Instructions
[A] In the insomnia article, what does the EEG used during an overnight sleep study monitor?
[B] Say whether each statement agrees with the insomnia article, and quote the words that decide it: (i) Blood tests can help rule out thyroid problems. (ii) Sleep is routinely addressed in doctor's visits. (iii) The overnight sleep study takes place at home.
[C] Extend the insomnia article beyond its last line by adding more questions a patient could review before meeting the doctor.

Excerpt
When you’re having trouble sleeping, you might want to bring it to your doctor. You might want to get more information about what might be preventing your ability to sleep. And most importantly, you likely want to find solutions so that you can go back to getting a full night’s sleep.
Doctors will use a wide variety of tools to diagnose and measure insomnia symptoms. If you’ve gone to your doctor’s office to talk about your sleep patterns, your doctor will likely have you complete a questionnaire, perform blood tests, have you do an overnight sleep study, and have you fill out a sleep log. The following tools are what your doctor might use to get details on the patterns of your sleep:
Sleep Log: This is a diary that keeps track of details about your sleep. For instance, you’ll record the time you went to bed, the time you woke up, how sleepy you feel at various times during the day, and how many times you woke up throughout the night.
Sleep Inventory: This isan extensive questionnaire that gathers information about your personal health, medical history, and sleep patterns you’ve experienced throughout your life.
Blood tests: Blood tests help rule out medical conditions such as thyroid problems, which can disrupt sleep in some people.
Sleep Study: An overnight sleep study, or polysomnography, is a way to gather information about your nighttime sleep. In this exam, you sleep overnight in a lab set up with a comfortable bed. During the exam you will be connected to an EEG, which monitors the stages of your sleep. A sleep study measures things like oxygen levels, body movements, and heart and breathing patterns.
If you want to begin a process of exploring what might be preventing sleeping through the night, you can talk to your doctor at one of your regular visits. Although many people might dismiss their lack of sleep as a usual and regular part of life, it’s important to investigate insomnia if it continues. Lack of sleep can seriously affect one’s physical and psychological health.
It’s important to know that sleep isn’t routinely addressed in doctor’s visits. For this reason, it is the patient that often brings the topic up to his or her doctor. The following questions might facilitate a conversation with your doctor. These are questions to review before you meet with him or her so that you know what to expect and what you may need to share in order to get the most of your discussion:
- What do your sleep difficulties look like?

Extracted data
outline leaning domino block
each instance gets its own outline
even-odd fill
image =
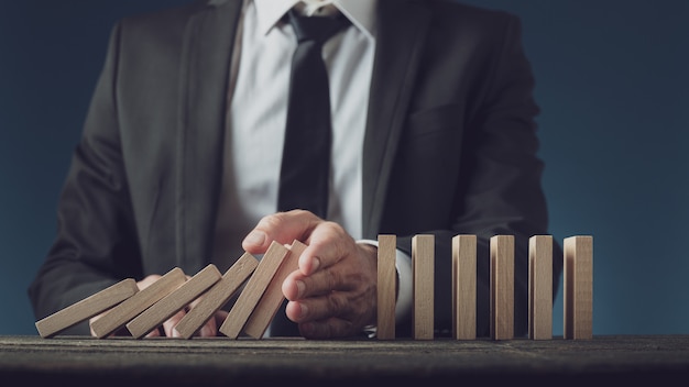
[[[112,308],[133,296],[138,290],[136,281],[131,278],[123,279],[81,301],[39,320],[36,322],[39,334],[42,338],[52,338],[67,328]]]
[[[289,251],[280,243],[273,242],[259,262],[256,269],[244,286],[244,289],[234,301],[228,317],[220,325],[220,333],[230,339],[237,339],[241,333],[247,320],[263,296],[275,272]]]
[[[151,308],[143,311],[143,313],[128,322],[127,329],[133,338],[143,338],[146,333],[161,325],[165,320],[169,319],[198,298],[204,291],[217,283],[220,277],[221,274],[214,264],[206,266],[206,268],[197,273],[194,277],[175,289],[175,291],[165,296]]]
[[[251,312],[244,325],[244,333],[254,339],[263,338],[271,321],[275,318],[275,313],[277,313],[282,301],[285,299],[282,292],[282,284],[292,272],[299,268],[299,256],[304,250],[306,250],[304,243],[299,241],[292,243],[289,253],[283,259],[273,279],[263,292],[263,297],[261,297],[261,300]]]
[[[239,290],[258,264],[259,261],[249,253],[244,253],[237,259],[222,278],[208,289],[200,301],[175,325],[174,330],[177,331],[179,336],[190,339],[194,333],[204,327],[227,303],[230,297]]]
[[[179,267],[173,268],[149,287],[140,290],[92,321],[90,323],[91,332],[99,339],[110,335],[163,297],[177,289],[185,281],[186,276],[184,272]]]

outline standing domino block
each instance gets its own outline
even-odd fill
[[[177,334],[184,339],[190,339],[239,290],[258,264],[259,261],[253,255],[242,254],[222,278],[208,289],[198,303],[179,320],[174,328]]]
[[[396,235],[378,236],[378,328],[379,340],[395,339],[397,295]]]
[[[90,324],[92,333],[99,339],[110,335],[185,281],[184,272],[179,267],[173,268],[149,287],[92,321]]]
[[[123,279],[103,290],[70,305],[44,319],[36,321],[36,329],[42,338],[55,334],[75,324],[101,313],[105,310],[132,297],[139,288],[132,278]]]
[[[452,335],[477,338],[477,236],[452,237]]]
[[[221,277],[220,272],[214,264],[209,264],[194,277],[163,297],[151,308],[144,310],[132,321],[127,323],[127,329],[135,339],[143,338],[146,333],[161,325],[165,320],[184,309],[204,291],[217,283]]]
[[[565,339],[593,339],[593,237],[565,239]]]
[[[434,339],[435,236],[412,237],[414,306],[412,312],[414,340]]]
[[[294,241],[292,246],[289,247],[289,253],[283,259],[283,263],[280,265],[280,268],[273,276],[273,280],[269,284],[267,288],[263,292],[263,297],[253,309],[251,317],[249,317],[249,321],[244,325],[244,333],[254,338],[261,339],[267,327],[271,324],[271,321],[277,313],[282,301],[285,299],[285,296],[282,292],[282,283],[287,278],[287,276],[299,268],[299,256],[306,250],[306,245],[299,241]]]
[[[528,240],[528,338],[553,339],[553,236]]]
[[[289,250],[277,242],[272,242],[259,266],[239,295],[237,301],[230,309],[228,317],[220,325],[220,333],[230,339],[237,339],[241,333],[247,320],[263,296],[265,288],[271,283],[277,268],[282,264]]]
[[[491,237],[491,338],[514,338],[514,235]]]

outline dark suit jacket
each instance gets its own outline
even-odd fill
[[[240,8],[197,1],[113,29],[58,204],[58,234],[29,289],[36,318],[125,277],[208,264]],[[411,236],[436,235],[435,323],[447,332],[451,237],[478,235],[478,333],[486,335],[489,239],[515,235],[521,335],[528,237],[547,233],[547,211],[520,22],[452,1],[381,0],[378,27],[364,237],[396,234],[409,252]],[[561,262],[554,262],[557,290]]]

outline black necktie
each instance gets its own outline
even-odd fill
[[[326,218],[330,175],[331,118],[328,74],[321,48],[349,24],[347,18],[300,16],[288,13],[298,46],[292,59],[287,125],[277,210],[309,210]],[[271,322],[272,336],[298,336],[285,316],[285,300]]]
[[[298,46],[292,59],[287,124],[277,210],[309,210],[326,218],[331,118],[328,73],[321,48],[349,24],[347,18],[288,13]]]

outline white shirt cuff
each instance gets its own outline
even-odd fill
[[[359,240],[357,243],[367,243],[378,247],[378,241]],[[395,303],[395,321],[397,323],[406,321],[412,314],[412,295],[413,295],[413,276],[412,276],[412,257],[406,253],[395,251],[395,268],[397,269],[397,301]]]

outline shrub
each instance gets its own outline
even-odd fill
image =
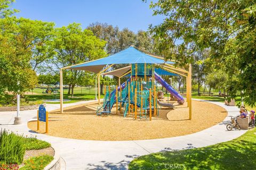
[[[0,164],[0,170],[18,170],[19,169],[19,165],[18,164]]]
[[[26,137],[24,138],[24,140],[26,150],[38,150],[46,148],[51,146],[51,143],[32,137]]]
[[[24,140],[21,135],[1,130],[0,162],[7,164],[21,164],[25,154]]]

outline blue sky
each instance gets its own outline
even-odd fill
[[[16,0],[12,8],[20,10],[18,17],[54,22],[58,27],[76,22],[85,28],[99,22],[137,32],[163,21],[163,16],[152,16],[149,4],[141,0]]]

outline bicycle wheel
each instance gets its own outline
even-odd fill
[[[240,128],[240,125],[239,125],[239,124],[237,124],[236,125],[236,129],[238,129],[238,130],[241,130],[241,128]]]
[[[228,124],[227,125],[227,129],[228,131],[231,131],[233,129],[233,127],[232,127],[232,125],[231,124]]]

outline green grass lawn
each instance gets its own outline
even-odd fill
[[[53,160],[53,157],[43,155],[39,156],[31,157],[24,161],[24,166],[20,170],[41,170]]]
[[[30,92],[33,92],[35,94],[43,94],[43,92],[45,92],[45,90],[46,90],[46,88],[44,88],[44,89],[41,89],[41,88],[35,88],[32,90],[30,90],[29,91],[28,91]],[[59,91],[59,89],[58,89]],[[63,91],[64,94],[67,94],[68,91],[68,89],[66,88],[64,88],[63,89]],[[86,88],[86,87],[75,87],[74,89],[74,94],[94,94],[95,95],[95,88]]]
[[[55,98],[57,99],[60,99],[60,95],[48,95],[48,94],[42,94],[42,95],[26,95],[27,98],[28,98],[29,101],[36,101],[36,102],[41,102],[41,103],[45,103],[43,101],[44,100],[50,100],[50,99],[55,99]],[[101,96],[101,98],[103,98],[103,95]],[[98,97],[98,95],[97,95]],[[95,94],[94,95],[90,95],[90,94],[83,94],[83,95],[74,95],[74,98],[71,97],[71,95],[64,95],[63,98],[64,99],[69,99],[70,101],[64,101],[64,104],[66,103],[72,103],[80,101],[83,100],[93,100],[95,98]],[[60,104],[59,102],[46,102],[47,104]]]
[[[230,141],[206,147],[139,157],[129,169],[255,169],[256,129]],[[173,168],[170,168],[172,166]]]

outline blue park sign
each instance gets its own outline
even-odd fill
[[[39,121],[45,122],[46,121],[46,109],[43,105],[39,106],[38,116]]]

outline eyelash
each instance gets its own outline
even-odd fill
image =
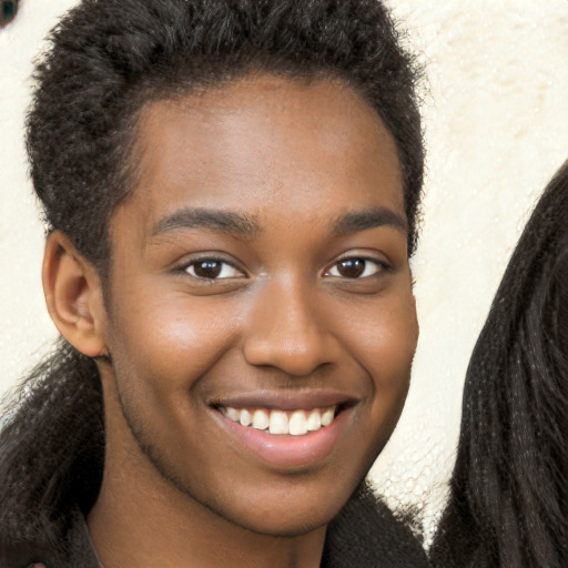
[[[363,262],[364,263],[364,267],[363,267],[363,273],[359,274],[359,275],[356,275],[356,276],[342,276],[341,274],[332,274],[332,271],[334,268],[337,268],[338,265],[341,265],[342,263],[354,263],[354,262]],[[374,264],[376,270],[372,273],[372,274],[365,274],[368,270],[368,265],[369,264]],[[364,280],[364,278],[371,278],[373,276],[376,276],[378,274],[382,274],[382,273],[385,273],[385,272],[390,272],[392,267],[389,264],[387,264],[386,262],[384,261],[379,261],[378,258],[369,258],[369,257],[365,257],[365,256],[345,256],[343,258],[339,258],[338,261],[336,261],[327,271],[326,273],[324,274],[324,276],[331,276],[331,277],[336,277],[336,278],[343,278],[343,280],[347,280],[347,281],[357,281],[357,280]]]
[[[200,276],[199,274],[195,274],[195,266],[196,265],[205,265],[205,264],[217,264],[220,265],[220,272],[212,276]],[[207,256],[203,258],[194,258],[190,261],[189,263],[184,264],[182,267],[183,272],[187,273],[190,276],[201,280],[201,281],[210,281],[214,282],[216,280],[229,280],[229,278],[241,278],[245,276],[244,272],[240,268],[237,268],[234,264],[227,262],[224,258],[216,258],[214,256]],[[233,274],[231,275],[224,275],[223,277],[220,277],[224,272],[232,271]],[[192,274],[193,272],[193,274]],[[235,275],[236,274],[236,275]]]
[[[345,276],[345,275],[342,275],[339,273],[339,271],[337,270],[337,267],[342,263],[345,263],[345,264],[353,263],[355,265],[357,262],[364,263],[363,267],[362,267],[363,272],[361,274],[356,274],[354,276]],[[205,270],[212,271],[211,277],[196,274],[195,266],[201,265],[203,267],[206,264],[217,265],[217,266],[210,266],[209,268],[205,266]],[[367,273],[368,268],[369,268],[369,264],[375,265],[375,270],[371,274]],[[197,278],[200,281],[205,281],[205,282],[246,277],[246,274],[242,270],[237,268],[231,262],[227,262],[224,258],[219,258],[219,257],[214,257],[214,256],[207,256],[207,257],[192,260],[191,262],[181,266],[181,270],[183,272],[185,272],[186,274],[189,274],[190,276]],[[348,270],[348,267],[347,267],[347,270]],[[357,267],[355,267],[355,270],[357,270]],[[392,270],[390,265],[388,265],[386,262],[379,261],[377,258],[368,258],[365,256],[346,256],[346,257],[343,257],[343,258],[336,261],[323,275],[329,276],[329,277],[347,280],[347,281],[357,281],[357,280],[369,278],[377,274],[389,272],[390,270]],[[335,271],[336,273],[334,274],[333,271]]]

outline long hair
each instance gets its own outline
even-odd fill
[[[358,92],[393,135],[416,244],[424,148],[419,77],[377,0],[83,0],[49,37],[27,123],[48,232],[63,231],[106,285],[108,223],[134,185],[140,110],[247,73],[331,78]],[[49,516],[100,489],[103,406],[95,362],[64,341],[4,405],[0,558],[18,541],[50,549]],[[63,519],[64,520],[64,519]],[[61,528],[63,525],[59,525]]]
[[[513,253],[466,376],[436,566],[568,565],[568,162]]]

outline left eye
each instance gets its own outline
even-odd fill
[[[243,276],[243,273],[232,264],[214,258],[193,261],[186,266],[185,272],[201,280],[240,278]]]
[[[338,276],[341,278],[364,278],[373,276],[385,267],[377,261],[368,258],[344,258],[336,262],[326,273],[326,276]]]

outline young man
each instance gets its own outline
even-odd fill
[[[28,148],[64,339],[2,430],[1,566],[419,566],[357,491],[418,335],[385,9],[84,1],[51,40]]]

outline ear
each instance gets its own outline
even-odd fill
[[[94,266],[61,231],[48,237],[42,283],[48,311],[61,335],[89,357],[106,355],[106,313]]]

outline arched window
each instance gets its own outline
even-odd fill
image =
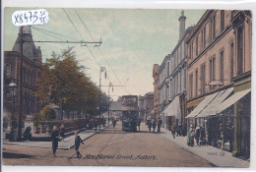
[[[11,65],[7,64],[5,66],[5,71],[6,71],[6,78],[10,79],[11,78]]]

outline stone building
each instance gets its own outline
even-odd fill
[[[139,117],[142,121],[155,119],[154,114],[154,92],[147,92],[139,96]]]
[[[248,131],[238,129],[233,118],[237,108],[233,104],[250,87],[251,19],[250,14],[239,13],[243,18],[235,17],[234,11],[207,10],[186,38],[189,126],[201,125],[209,144],[229,151],[235,147],[233,132]],[[237,26],[235,21],[239,21]],[[246,86],[235,90],[236,79]],[[241,89],[246,90],[235,95]],[[244,124],[249,125],[248,119],[244,118]]]
[[[154,79],[154,117],[158,122],[160,118],[160,78],[159,78],[160,65],[154,64],[153,66],[153,79]]]
[[[186,135],[186,76],[187,58],[185,37],[192,27],[185,29],[184,11],[179,17],[179,40],[170,54],[164,58],[160,69],[160,99],[163,124],[169,129],[172,123],[181,125],[182,134]]]
[[[19,85],[19,60],[20,60],[20,34],[13,46],[12,51],[4,52],[4,95],[3,107],[4,113],[10,114],[12,109],[12,97],[10,95],[9,84],[15,82]],[[40,104],[33,94],[35,90],[35,82],[39,77],[41,69],[41,50],[32,42],[32,35],[30,27],[23,27],[23,114],[29,115],[36,113],[40,110]],[[29,41],[29,42],[26,42]],[[18,91],[14,98],[14,111],[17,113]]]

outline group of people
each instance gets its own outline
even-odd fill
[[[181,124],[179,123],[178,126],[175,126],[174,123],[172,123],[170,127],[170,132],[172,134],[173,139],[175,139],[175,136],[180,137],[181,136]]]
[[[78,158],[82,157],[82,154],[79,151],[79,146],[81,143],[84,144],[83,140],[81,137],[78,135],[78,131],[75,131],[75,150]],[[53,152],[53,157],[56,157],[56,150],[58,148],[58,142],[59,142],[59,131],[57,130],[56,126],[53,126],[53,131],[51,133],[51,141],[52,141],[52,152]]]
[[[195,145],[195,141],[197,145],[204,145],[206,144],[206,135],[205,135],[205,129],[199,125],[195,129],[193,126],[190,127],[188,132],[188,140],[187,144],[189,146]]]
[[[156,127],[157,127],[157,122],[155,120],[154,121],[148,120],[147,125],[148,125],[148,128],[150,130],[150,133],[151,133],[152,128],[153,128],[153,133],[155,133]],[[159,122],[158,122],[158,133],[160,133],[160,125],[161,125],[161,120],[159,120]]]

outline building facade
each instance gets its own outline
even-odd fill
[[[15,82],[19,86],[20,74],[20,34],[13,46],[12,51],[4,52],[4,113],[9,115],[11,113],[12,105],[14,105],[14,113],[17,112],[18,107],[18,91],[15,95],[12,104],[12,97],[9,90],[11,82]],[[41,70],[41,50],[32,42],[32,35],[30,27],[23,27],[23,99],[22,111],[23,114],[29,115],[39,112],[41,105],[37,103],[37,97],[33,94],[35,90],[35,83],[39,77]],[[28,42],[27,42],[28,41]]]
[[[153,79],[154,79],[154,117],[155,121],[158,122],[160,118],[160,76],[159,76],[160,65],[154,64],[153,66]]]
[[[181,12],[179,21],[179,41],[160,66],[160,99],[163,123],[169,129],[174,123],[181,125],[182,135],[186,135],[186,76],[187,57],[185,37],[193,27],[185,29],[186,17]]]
[[[209,144],[229,151],[238,129],[235,103],[228,102],[235,99],[235,78],[246,73],[244,80],[250,85],[251,70],[251,21],[243,22],[245,29],[236,29],[234,16],[233,11],[207,10],[186,38],[189,126],[201,125]]]
[[[155,119],[154,114],[154,92],[147,92],[144,96],[139,96],[139,117],[142,121]]]

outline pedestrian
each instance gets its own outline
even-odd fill
[[[196,127],[196,130],[195,130],[195,139],[196,139],[196,143],[197,145],[199,145],[199,138],[200,138],[200,127],[197,126]]]
[[[115,125],[116,125],[116,120],[115,119],[113,119],[113,128],[115,128]]]
[[[138,118],[137,126],[138,126],[138,128],[139,128],[139,131],[141,131],[141,122],[142,122],[142,119],[141,119],[141,118]]]
[[[174,123],[172,123],[170,130],[171,130],[171,134],[173,136],[173,139],[175,139],[176,127],[175,127]]]
[[[148,127],[149,127],[149,130],[150,130],[150,133],[151,133],[151,128],[152,128],[152,122],[151,122],[151,120],[149,120],[149,122],[148,122]]]
[[[160,125],[161,125],[161,120],[159,119],[159,121],[158,121],[158,133],[160,133]]]
[[[64,125],[63,124],[59,128],[59,133],[60,133],[59,135],[61,137],[62,142],[64,142],[65,133],[64,133]]]
[[[181,124],[180,123],[178,123],[178,127],[177,127],[176,133],[177,133],[177,137],[181,136]]]
[[[157,126],[157,125],[156,125],[156,122],[154,121],[154,122],[153,122],[153,125],[152,125],[152,127],[153,127],[153,133],[155,133],[156,126]]]
[[[95,128],[96,128],[96,127],[97,127],[97,122],[96,119],[95,120]]]
[[[56,126],[53,126],[53,131],[51,133],[51,141],[52,141],[52,152],[53,152],[53,156],[56,157],[56,150],[58,148],[58,139],[59,136],[59,132],[57,130]]]
[[[194,146],[194,130],[193,130],[193,126],[190,127],[189,132],[188,132],[188,141],[187,141],[187,144],[189,146]]]
[[[80,136],[78,135],[78,131],[75,132],[76,138],[75,138],[75,149],[76,149],[76,153],[77,153],[77,157],[81,158],[82,154],[79,151],[79,146],[80,143],[82,143],[83,144],[85,144],[82,141],[82,139],[80,138]]]

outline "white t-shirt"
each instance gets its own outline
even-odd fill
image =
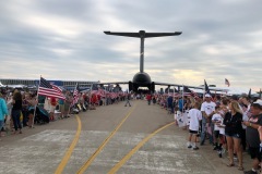
[[[225,135],[225,125],[223,124],[224,119],[222,117],[222,123],[221,123],[221,127],[219,127],[219,134],[221,135]]]
[[[189,117],[190,117],[189,129],[198,132],[200,127],[199,121],[202,120],[201,111],[198,109],[191,109],[189,111]]]
[[[207,115],[211,114],[213,111],[215,111],[216,104],[211,101],[211,102],[203,102],[201,104],[201,111],[204,111]]]
[[[222,121],[222,115],[218,114],[218,113],[215,113],[213,116],[212,116],[212,122],[213,121],[218,121],[221,122]],[[214,130],[219,130],[219,127],[214,123],[215,127],[214,127]]]

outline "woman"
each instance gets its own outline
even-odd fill
[[[29,128],[33,127],[34,122],[34,114],[35,114],[35,107],[37,104],[36,99],[33,97],[32,94],[25,94],[25,101],[27,103],[27,125]]]
[[[1,129],[4,125],[5,115],[8,115],[8,105],[5,100],[2,98],[2,94],[0,92],[0,137],[3,136]]]
[[[12,108],[12,120],[14,124],[14,134],[22,134],[22,125],[20,121],[21,112],[22,112],[22,95],[19,90],[15,90],[13,94],[13,108]],[[20,129],[20,132],[17,132]]]
[[[240,146],[241,142],[241,132],[242,132],[242,112],[239,108],[238,102],[233,101],[229,103],[228,109],[230,112],[227,112],[224,119],[225,134],[227,140],[227,148],[229,154],[229,164],[227,166],[234,166],[234,151],[238,156],[238,170],[243,171],[242,167],[242,149]]]

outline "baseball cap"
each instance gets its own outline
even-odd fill
[[[206,94],[205,97],[211,97],[210,94]]]
[[[262,100],[259,99],[259,100],[254,101],[253,104],[260,104],[262,107]]]

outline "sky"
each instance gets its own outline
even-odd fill
[[[262,87],[260,0],[10,0],[0,2],[0,78],[131,80],[140,39],[110,32],[182,32],[146,38],[153,82]]]

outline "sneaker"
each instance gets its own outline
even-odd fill
[[[199,147],[196,147],[196,146],[195,146],[195,147],[193,147],[193,150],[199,150]]]
[[[252,171],[252,170],[250,170],[250,171],[245,171],[243,173],[245,173],[245,174],[258,174],[257,172],[254,172],[254,171]]]
[[[218,150],[218,147],[217,147],[217,146],[215,146],[215,147],[213,148],[213,150]]]

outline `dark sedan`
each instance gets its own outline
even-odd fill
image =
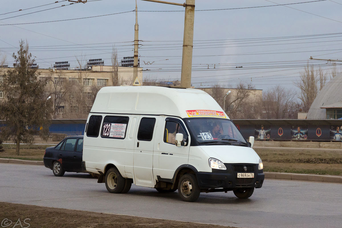
[[[62,176],[66,172],[88,172],[82,169],[83,150],[83,136],[67,137],[57,146],[45,149],[44,165],[56,176]]]

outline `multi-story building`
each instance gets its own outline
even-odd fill
[[[10,68],[0,71],[0,80]],[[131,85],[134,81],[132,67],[119,66],[117,75],[112,66],[94,66],[91,69],[56,70],[38,69],[38,79],[46,80],[45,98],[52,99],[55,108],[54,119],[86,118],[100,89],[105,86]],[[142,81],[142,68],[139,68],[138,78]],[[0,101],[4,97],[0,90]]]

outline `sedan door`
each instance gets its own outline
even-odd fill
[[[75,167],[75,162],[77,157],[75,150],[77,140],[77,139],[75,138],[67,138],[61,149],[63,156],[62,165],[65,171],[76,172],[77,171],[77,168]]]

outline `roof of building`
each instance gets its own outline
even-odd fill
[[[198,110],[201,113],[194,114]],[[211,110],[217,115],[210,113]],[[200,115],[228,118],[214,98],[202,90],[155,86],[103,87],[97,93],[90,111],[182,118]]]
[[[202,89],[213,89],[214,87],[198,87],[196,88],[196,89],[198,89],[199,90],[200,90]],[[222,89],[225,90],[239,90],[240,89],[238,88],[224,88],[223,87],[219,87],[218,89]],[[243,90],[259,90],[257,89],[246,89],[242,88],[242,89]]]
[[[342,73],[337,74],[333,80],[327,83],[312,103],[307,112],[307,119],[326,119],[325,107],[342,103],[342,96],[340,95],[342,84],[341,82]]]
[[[282,124],[293,125],[331,125],[342,124],[342,120],[336,119],[279,119],[263,120],[232,120],[236,124],[258,125],[268,124],[270,125],[279,126]]]
[[[321,108],[342,108],[342,102],[337,102],[331,105],[325,105],[324,107],[321,107]]]

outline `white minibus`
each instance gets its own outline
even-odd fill
[[[102,88],[87,120],[83,168],[112,193],[131,184],[184,201],[201,192],[250,197],[262,162],[220,105],[203,91],[158,86]]]

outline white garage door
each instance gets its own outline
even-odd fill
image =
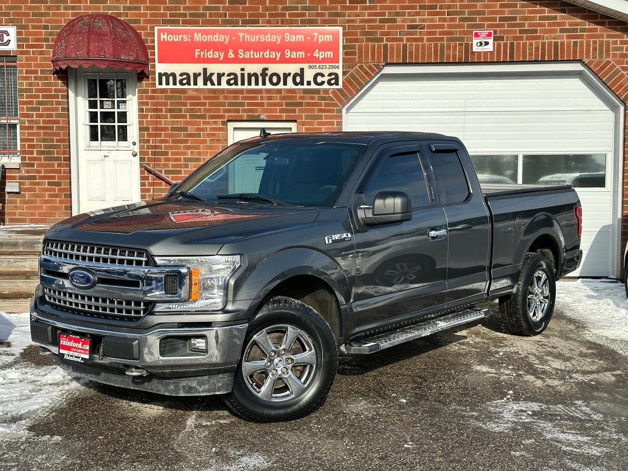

Results
[A] It monitors the stages of your sleep.

[B]
(i) Yes: "Blood tests help rule out medical conditions such as thyroid problems, which can disrupt sleep in some people."
(ii) No: "It’s important to know that sleep isn’t routinely addressed in doctor’s visits."
(iii) No: "In this exam, you sleep overnight in a lab set up with a comfortable bed."

[C]
- Do you have trouble falling asleep, staying asleep, or do you wake up too early?
- How many times a week do you have trouble sleeping like this?
- What is your sleep schedule?
- What time do you go to bed, wake up, and nap during the day?
- Is your weekend sleep schedule different from your weekday schedule?
- Does your work schedule require you to adjust your sleep at all?
- What do you do when you can’t sleep—get out of bed, read, watch TV, work on your laptop?
- Is there anything you’ve done in the past that has helped you sleep?
- Do you lie awake feeling anxious or worrying about responsibilities and tasks?
- What is your sleep environment like?
- Do you sleep alone or with a partner?
- Is your room dark and quiet?
- Is your bed comfortable?
- Do you have any sleep disruptions during the night, for example, young children in the house?
- How long have you had trouble sleeping?
- Have you had trouble sleeping for a while or is this a new issue?
- Have you had any major changes (a move, a new job), or any stressful circumstances in your life recently (a breakup, financial troubles)?
- Do you have any medical conditions?
These are a list of questions to gather information that you might not have thought about regarding your sleep. By answering these questions for yourself you can facilitate a productive conversation with your doctor about what might be preventing a full night’s sleep and what you can do about it.